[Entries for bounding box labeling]
>> begin

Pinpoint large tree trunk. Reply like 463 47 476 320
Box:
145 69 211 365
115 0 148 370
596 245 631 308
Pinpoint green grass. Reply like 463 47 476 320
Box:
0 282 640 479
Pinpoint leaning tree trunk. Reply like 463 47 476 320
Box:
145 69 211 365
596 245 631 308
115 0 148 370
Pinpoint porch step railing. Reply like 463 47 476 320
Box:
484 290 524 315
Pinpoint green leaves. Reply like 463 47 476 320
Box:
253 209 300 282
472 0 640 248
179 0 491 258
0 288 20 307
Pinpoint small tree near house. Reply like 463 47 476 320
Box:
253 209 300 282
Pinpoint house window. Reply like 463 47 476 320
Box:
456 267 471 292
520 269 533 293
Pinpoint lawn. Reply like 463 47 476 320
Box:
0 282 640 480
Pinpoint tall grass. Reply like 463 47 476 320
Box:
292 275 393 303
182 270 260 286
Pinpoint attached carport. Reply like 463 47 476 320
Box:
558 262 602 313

>> end
>> begin

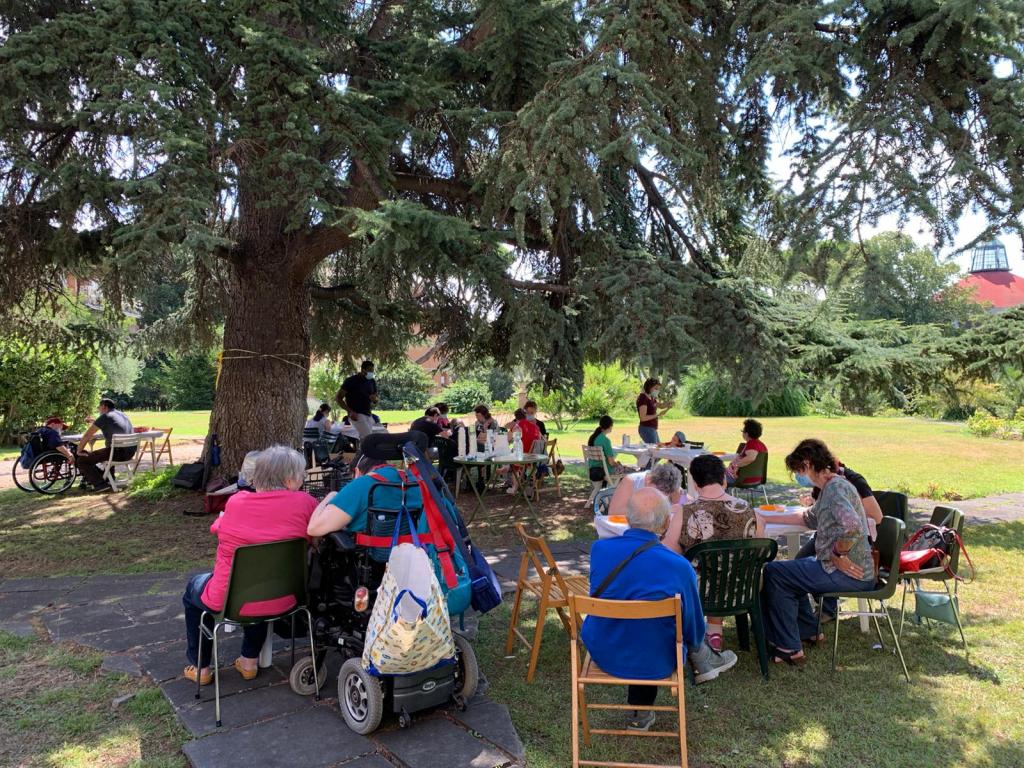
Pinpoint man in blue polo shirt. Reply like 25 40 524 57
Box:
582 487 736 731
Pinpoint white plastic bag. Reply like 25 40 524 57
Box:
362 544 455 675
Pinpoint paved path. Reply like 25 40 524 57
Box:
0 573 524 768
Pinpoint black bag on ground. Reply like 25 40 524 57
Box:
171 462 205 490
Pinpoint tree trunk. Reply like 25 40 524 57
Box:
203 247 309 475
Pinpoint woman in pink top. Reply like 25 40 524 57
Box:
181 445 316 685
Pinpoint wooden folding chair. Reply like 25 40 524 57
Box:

>> end

(WHAT THE TASK ASKS)
Gather every row above that contains the word "tree" and copy each such row in full. Matching is case-sensitive.

(CORRECT RESULT)
Pinpoint large tree trunk. Reply like 463 47 476 320
Pinpoint leaning tree trunk. Reply like 463 47 476 320
Pinpoint small tree near house. Reply like 463 47 476 320
Pinpoint tree trunk. Reply like 25 40 524 57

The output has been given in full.